> DATA:
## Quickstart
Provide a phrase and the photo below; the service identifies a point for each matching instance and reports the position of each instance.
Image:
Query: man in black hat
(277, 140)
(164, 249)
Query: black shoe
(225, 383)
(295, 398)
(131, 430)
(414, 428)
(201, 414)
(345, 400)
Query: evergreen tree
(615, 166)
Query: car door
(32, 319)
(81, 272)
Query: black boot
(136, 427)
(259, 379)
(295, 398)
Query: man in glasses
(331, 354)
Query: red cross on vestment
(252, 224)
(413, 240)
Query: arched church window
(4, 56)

> WHAT THE EXERCISE ASKS:
Word for word, write out each record shown above.

> WRITTEN ANSWER:
## Quickstart
Provide a phrase and the photo below; the service identifies a point for each matching instance and reports the position of each instance.
Image:
Query: man in black hat
(277, 140)
(164, 249)
Query: black shoe
(225, 383)
(295, 398)
(131, 430)
(414, 428)
(201, 414)
(345, 400)
Query: evergreen tree
(615, 166)
Query: car door
(32, 319)
(81, 272)
Query: black boot
(136, 427)
(259, 379)
(295, 398)
Query: man in glasses
(331, 354)
Query: red cross on vestment
(252, 224)
(413, 240)
Query: arched church window
(4, 56)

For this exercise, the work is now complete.